• [What is expected] Only the lines from the top of the material through the line containing "Tag the green paint" should be restated, each one exactly.
**** Data to use
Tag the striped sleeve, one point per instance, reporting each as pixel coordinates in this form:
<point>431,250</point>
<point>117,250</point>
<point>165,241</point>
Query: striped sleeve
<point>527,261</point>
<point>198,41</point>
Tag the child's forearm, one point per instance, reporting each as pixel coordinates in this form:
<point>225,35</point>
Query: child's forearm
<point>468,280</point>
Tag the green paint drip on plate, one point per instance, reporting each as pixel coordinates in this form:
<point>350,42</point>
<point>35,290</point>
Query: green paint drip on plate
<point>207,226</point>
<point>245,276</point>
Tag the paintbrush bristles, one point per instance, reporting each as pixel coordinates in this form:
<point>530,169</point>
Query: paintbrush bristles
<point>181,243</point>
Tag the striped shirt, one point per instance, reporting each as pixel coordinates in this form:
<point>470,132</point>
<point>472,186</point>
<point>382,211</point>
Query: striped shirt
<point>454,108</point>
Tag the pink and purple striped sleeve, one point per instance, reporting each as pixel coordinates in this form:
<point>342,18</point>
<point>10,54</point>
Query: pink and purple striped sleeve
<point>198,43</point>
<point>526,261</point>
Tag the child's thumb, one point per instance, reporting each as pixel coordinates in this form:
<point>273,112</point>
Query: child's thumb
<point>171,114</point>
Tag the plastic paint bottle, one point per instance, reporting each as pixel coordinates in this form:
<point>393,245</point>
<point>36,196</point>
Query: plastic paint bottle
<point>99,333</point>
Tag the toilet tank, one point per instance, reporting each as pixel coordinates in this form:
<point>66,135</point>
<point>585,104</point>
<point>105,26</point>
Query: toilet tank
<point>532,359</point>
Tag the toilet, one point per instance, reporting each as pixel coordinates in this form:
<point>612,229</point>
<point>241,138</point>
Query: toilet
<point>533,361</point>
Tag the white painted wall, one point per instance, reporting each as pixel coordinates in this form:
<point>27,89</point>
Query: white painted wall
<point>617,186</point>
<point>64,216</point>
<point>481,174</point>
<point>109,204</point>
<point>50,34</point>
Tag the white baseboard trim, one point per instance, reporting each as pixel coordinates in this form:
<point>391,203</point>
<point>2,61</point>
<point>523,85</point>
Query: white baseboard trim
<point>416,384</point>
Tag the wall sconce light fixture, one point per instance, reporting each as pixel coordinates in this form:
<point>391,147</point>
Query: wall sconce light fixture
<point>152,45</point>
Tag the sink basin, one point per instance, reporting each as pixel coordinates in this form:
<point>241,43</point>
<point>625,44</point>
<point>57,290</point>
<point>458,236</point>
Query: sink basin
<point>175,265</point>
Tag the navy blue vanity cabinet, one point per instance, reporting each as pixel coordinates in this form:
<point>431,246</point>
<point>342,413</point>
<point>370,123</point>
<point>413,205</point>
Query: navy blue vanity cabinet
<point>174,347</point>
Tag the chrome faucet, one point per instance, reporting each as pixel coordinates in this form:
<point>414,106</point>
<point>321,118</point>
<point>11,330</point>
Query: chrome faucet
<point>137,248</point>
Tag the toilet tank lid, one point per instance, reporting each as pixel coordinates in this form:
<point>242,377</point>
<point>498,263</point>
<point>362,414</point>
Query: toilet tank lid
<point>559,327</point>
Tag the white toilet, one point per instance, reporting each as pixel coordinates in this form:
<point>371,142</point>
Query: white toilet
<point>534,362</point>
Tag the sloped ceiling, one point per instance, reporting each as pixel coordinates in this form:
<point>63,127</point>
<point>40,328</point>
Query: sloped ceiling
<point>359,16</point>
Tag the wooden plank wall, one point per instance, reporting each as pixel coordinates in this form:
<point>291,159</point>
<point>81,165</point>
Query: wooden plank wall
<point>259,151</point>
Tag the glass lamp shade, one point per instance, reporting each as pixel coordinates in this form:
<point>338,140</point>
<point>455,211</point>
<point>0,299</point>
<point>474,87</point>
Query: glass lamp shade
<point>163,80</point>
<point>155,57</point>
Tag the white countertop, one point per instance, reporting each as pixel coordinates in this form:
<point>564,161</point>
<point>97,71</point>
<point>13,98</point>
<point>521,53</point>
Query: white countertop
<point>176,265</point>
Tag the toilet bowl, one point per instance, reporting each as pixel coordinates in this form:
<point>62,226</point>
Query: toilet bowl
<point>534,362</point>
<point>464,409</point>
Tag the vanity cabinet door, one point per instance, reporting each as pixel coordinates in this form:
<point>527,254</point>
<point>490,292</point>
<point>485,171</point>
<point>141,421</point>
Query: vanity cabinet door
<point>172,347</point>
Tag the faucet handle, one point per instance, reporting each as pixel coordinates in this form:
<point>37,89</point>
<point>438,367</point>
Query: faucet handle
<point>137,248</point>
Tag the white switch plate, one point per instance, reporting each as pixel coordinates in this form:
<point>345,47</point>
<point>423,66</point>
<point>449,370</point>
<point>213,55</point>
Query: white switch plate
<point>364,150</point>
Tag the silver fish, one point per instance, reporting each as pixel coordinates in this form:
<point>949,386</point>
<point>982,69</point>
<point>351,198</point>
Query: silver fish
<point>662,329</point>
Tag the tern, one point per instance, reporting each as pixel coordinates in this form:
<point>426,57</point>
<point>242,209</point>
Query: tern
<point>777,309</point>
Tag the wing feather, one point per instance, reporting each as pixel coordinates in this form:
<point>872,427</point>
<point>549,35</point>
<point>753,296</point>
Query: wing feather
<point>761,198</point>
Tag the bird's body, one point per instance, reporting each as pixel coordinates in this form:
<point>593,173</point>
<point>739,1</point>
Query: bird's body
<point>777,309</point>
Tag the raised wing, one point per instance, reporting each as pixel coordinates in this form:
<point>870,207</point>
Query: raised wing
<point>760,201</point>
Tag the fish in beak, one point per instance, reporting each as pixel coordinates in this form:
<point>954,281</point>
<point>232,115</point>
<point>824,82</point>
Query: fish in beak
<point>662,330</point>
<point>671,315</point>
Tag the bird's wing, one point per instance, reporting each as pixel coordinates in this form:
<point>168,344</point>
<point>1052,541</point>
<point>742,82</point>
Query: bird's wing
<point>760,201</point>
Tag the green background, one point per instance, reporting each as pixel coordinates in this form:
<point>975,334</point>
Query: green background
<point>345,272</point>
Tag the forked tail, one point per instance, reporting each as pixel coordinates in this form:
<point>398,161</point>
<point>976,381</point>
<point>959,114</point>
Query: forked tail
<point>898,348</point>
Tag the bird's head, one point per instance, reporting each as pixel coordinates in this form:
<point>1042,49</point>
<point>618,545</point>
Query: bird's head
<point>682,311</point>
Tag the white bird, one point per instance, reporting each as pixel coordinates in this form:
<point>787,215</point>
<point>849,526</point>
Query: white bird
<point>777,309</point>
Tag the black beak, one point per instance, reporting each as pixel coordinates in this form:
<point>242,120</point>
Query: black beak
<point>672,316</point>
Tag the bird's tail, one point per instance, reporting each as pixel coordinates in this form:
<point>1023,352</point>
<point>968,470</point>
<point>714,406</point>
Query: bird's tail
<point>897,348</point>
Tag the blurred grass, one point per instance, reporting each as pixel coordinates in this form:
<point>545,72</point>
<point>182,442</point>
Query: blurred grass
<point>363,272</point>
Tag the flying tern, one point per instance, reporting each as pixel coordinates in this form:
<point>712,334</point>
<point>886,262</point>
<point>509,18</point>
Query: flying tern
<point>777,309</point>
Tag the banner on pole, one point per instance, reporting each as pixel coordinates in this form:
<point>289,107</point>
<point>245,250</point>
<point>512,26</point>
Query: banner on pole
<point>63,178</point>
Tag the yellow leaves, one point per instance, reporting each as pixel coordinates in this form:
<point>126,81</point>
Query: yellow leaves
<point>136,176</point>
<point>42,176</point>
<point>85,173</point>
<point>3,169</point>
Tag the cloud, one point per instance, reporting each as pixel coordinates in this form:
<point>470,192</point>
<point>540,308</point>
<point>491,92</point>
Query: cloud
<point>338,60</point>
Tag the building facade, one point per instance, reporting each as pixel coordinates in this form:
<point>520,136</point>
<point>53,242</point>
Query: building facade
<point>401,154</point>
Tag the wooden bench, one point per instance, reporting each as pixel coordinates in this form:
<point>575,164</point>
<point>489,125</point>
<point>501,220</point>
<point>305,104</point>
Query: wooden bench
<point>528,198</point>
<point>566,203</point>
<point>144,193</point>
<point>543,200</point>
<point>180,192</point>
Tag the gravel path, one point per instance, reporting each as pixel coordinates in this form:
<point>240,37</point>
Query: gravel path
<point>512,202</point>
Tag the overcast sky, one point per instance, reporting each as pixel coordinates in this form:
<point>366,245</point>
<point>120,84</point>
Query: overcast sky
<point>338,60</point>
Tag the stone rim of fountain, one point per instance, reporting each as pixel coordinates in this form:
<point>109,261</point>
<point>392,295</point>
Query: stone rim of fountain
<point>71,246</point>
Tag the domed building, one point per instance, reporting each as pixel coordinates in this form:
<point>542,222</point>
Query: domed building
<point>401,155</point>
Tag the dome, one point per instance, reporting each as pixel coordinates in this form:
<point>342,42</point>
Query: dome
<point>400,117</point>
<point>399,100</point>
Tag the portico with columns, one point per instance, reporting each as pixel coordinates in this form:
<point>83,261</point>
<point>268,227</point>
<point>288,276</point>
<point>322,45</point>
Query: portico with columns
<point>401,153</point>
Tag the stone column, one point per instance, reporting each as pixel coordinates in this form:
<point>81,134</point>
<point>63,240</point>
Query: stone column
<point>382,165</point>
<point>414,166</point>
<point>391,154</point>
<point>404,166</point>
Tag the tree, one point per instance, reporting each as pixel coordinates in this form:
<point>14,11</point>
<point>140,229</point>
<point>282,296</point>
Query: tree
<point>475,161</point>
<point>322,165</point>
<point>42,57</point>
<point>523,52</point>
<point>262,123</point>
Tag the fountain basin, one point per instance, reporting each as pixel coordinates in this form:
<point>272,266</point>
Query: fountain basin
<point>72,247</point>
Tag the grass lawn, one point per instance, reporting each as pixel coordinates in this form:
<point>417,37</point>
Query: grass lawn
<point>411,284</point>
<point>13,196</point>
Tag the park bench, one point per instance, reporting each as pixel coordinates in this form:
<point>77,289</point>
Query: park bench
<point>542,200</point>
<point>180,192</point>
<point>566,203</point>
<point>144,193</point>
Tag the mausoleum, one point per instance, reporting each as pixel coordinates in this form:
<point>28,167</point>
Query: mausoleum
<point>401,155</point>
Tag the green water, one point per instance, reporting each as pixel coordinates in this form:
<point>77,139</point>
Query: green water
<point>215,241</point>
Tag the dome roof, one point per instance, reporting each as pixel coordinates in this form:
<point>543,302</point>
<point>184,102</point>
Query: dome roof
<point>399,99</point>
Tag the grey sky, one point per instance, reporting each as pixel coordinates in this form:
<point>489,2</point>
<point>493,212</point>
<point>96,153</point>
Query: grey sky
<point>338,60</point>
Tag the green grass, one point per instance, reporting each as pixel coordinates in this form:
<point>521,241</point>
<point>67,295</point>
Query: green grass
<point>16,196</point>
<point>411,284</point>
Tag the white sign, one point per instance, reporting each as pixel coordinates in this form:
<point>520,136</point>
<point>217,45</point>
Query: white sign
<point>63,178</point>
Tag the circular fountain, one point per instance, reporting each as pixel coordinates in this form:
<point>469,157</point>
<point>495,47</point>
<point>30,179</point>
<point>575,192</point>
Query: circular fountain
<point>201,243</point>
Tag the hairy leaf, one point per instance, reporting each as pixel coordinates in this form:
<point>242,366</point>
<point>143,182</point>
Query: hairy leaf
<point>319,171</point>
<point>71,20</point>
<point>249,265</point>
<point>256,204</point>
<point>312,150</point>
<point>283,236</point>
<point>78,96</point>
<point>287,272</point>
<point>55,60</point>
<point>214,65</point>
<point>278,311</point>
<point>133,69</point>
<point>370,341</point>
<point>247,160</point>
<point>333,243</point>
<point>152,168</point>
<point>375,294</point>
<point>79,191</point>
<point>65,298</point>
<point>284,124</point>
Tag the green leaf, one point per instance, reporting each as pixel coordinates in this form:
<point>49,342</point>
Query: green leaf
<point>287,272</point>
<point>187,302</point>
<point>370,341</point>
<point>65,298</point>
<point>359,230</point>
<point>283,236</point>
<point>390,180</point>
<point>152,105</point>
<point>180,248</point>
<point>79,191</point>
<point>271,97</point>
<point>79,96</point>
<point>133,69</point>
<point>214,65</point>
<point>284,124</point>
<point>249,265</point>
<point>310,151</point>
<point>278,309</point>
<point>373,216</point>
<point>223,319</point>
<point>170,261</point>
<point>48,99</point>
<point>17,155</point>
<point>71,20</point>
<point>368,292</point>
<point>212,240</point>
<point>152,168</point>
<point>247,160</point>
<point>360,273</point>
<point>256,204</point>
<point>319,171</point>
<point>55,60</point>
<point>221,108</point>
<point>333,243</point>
********
• [Exercise response]
Tag the striped sleeve, one point per instance, reporting each as pixel coordinates in this form:
<point>431,250</point>
<point>117,250</point>
<point>165,241</point>
Query: striped sleeve
<point>527,261</point>
<point>198,41</point>
Tag the child's forearm, one point per instance, reporting each as pixel coordinates in this form:
<point>225,35</point>
Query: child's forearm
<point>468,280</point>
Tag the green paint drip on plate, one point per instance, reporting each as pixel coordinates in this form:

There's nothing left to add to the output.